> [EXERCISE GOAL]
Identify each line in the material below that contains the word "white" and copy those lines. Case counts.

-*-*-

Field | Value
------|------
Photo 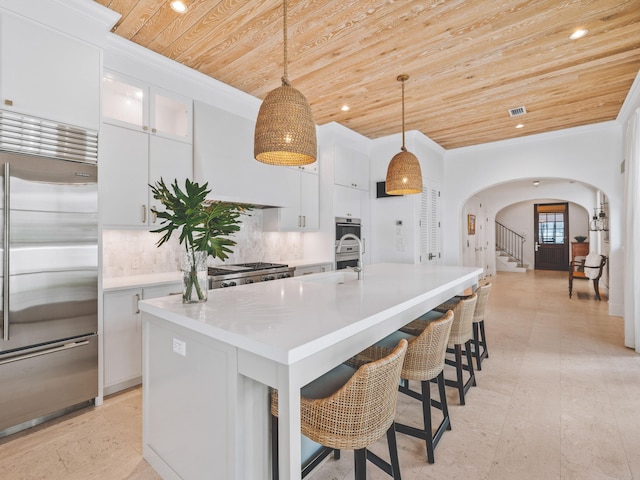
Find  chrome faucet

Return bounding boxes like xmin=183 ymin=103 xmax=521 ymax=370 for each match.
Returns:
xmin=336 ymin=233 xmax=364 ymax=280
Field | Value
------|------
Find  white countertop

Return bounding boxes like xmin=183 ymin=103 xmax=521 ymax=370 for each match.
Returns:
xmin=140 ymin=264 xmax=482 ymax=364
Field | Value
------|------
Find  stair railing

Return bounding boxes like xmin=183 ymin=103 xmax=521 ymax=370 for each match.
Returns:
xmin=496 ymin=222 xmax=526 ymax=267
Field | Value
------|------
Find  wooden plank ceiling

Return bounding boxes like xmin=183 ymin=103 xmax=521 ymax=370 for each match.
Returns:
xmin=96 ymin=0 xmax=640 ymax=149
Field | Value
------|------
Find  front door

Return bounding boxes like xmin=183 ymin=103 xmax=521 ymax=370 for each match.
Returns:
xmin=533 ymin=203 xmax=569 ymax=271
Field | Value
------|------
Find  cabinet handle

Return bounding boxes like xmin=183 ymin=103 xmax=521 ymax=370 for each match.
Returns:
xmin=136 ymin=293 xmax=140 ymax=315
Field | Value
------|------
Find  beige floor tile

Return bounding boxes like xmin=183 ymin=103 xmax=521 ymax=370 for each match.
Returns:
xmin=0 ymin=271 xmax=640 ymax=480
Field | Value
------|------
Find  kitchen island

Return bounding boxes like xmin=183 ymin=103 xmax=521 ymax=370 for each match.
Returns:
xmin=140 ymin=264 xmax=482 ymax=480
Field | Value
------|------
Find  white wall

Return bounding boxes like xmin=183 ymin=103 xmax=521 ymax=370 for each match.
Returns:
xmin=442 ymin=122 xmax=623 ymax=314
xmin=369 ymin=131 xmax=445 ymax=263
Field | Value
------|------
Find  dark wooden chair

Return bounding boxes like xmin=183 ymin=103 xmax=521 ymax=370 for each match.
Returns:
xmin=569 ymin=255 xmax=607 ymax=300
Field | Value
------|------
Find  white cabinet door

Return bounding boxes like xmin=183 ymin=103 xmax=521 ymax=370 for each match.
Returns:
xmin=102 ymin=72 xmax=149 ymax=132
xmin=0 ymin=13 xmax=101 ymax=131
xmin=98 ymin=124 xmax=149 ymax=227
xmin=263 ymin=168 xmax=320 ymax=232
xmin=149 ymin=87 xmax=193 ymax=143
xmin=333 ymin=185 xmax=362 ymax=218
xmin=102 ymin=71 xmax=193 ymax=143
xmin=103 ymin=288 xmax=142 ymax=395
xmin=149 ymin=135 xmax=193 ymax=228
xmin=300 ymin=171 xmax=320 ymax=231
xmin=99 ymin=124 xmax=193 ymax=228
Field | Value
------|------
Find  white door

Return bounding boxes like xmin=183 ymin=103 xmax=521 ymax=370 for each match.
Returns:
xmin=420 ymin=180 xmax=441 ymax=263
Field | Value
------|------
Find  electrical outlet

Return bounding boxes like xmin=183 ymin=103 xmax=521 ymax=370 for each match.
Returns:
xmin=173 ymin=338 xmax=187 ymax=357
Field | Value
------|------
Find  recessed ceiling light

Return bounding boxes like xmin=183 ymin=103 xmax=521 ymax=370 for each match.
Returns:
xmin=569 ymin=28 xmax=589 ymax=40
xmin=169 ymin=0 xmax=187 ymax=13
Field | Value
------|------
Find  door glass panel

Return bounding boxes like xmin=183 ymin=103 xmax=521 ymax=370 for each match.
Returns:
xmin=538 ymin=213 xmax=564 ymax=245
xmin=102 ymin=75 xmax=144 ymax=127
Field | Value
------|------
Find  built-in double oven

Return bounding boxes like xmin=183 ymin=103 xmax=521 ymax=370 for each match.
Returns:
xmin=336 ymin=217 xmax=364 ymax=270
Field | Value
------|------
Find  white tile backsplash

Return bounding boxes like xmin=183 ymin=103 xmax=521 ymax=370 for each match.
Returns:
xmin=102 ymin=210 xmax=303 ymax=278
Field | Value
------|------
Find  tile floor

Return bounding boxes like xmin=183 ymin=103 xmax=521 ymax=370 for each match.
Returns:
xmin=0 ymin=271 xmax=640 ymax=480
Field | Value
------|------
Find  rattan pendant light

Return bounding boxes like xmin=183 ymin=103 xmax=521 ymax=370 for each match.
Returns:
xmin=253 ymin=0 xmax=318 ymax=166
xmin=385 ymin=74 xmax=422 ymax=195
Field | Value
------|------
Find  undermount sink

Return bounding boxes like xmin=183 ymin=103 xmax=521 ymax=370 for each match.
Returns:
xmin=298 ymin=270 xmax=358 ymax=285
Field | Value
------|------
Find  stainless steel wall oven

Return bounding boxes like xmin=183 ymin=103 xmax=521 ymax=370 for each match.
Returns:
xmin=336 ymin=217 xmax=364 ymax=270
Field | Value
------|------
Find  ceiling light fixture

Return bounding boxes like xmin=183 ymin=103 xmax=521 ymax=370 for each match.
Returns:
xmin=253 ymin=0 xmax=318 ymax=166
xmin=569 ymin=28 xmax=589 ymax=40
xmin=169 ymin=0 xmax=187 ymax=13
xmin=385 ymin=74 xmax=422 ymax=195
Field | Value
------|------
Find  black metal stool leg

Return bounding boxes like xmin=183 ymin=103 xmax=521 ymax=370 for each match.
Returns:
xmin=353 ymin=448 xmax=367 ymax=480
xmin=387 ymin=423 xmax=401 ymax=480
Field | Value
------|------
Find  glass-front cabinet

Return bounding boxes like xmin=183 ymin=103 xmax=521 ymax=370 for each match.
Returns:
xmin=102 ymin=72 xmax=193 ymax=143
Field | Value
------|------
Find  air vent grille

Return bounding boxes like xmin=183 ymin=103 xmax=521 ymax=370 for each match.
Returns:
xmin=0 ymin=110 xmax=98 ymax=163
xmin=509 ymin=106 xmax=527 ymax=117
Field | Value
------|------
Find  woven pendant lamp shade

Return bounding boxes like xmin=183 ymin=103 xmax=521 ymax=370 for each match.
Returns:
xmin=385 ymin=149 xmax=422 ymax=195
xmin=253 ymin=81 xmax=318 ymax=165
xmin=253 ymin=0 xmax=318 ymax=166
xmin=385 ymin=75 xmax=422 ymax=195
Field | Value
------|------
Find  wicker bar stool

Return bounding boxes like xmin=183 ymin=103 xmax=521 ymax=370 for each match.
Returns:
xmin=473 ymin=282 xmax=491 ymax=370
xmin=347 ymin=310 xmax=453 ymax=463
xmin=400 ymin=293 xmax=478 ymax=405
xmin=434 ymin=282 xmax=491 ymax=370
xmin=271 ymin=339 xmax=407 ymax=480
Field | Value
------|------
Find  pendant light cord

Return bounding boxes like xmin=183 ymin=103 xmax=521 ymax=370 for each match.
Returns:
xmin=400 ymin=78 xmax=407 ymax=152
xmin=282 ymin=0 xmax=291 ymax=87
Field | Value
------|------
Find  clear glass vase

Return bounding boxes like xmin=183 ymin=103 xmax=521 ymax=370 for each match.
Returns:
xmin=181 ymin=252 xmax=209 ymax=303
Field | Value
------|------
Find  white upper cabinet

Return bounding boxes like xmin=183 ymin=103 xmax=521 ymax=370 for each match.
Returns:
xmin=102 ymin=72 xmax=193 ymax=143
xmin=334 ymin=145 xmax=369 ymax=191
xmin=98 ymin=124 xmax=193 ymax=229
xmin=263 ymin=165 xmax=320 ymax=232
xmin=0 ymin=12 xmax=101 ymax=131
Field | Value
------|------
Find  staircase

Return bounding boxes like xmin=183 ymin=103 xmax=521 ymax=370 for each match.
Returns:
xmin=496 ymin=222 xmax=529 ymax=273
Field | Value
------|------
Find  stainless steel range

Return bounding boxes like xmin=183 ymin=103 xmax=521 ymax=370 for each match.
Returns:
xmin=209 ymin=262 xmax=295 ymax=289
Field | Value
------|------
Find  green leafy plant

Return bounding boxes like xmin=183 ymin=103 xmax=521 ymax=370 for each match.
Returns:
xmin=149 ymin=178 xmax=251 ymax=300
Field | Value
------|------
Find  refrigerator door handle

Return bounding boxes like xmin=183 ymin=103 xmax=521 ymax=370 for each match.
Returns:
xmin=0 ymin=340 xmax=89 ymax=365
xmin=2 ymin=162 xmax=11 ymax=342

-*-*-

> [RIGHT ANSWER]
Find  white countertop
Find  white wall
Find  white cabinet door
Find  white door
Find  white tile backsplash
Find  white upper cabinet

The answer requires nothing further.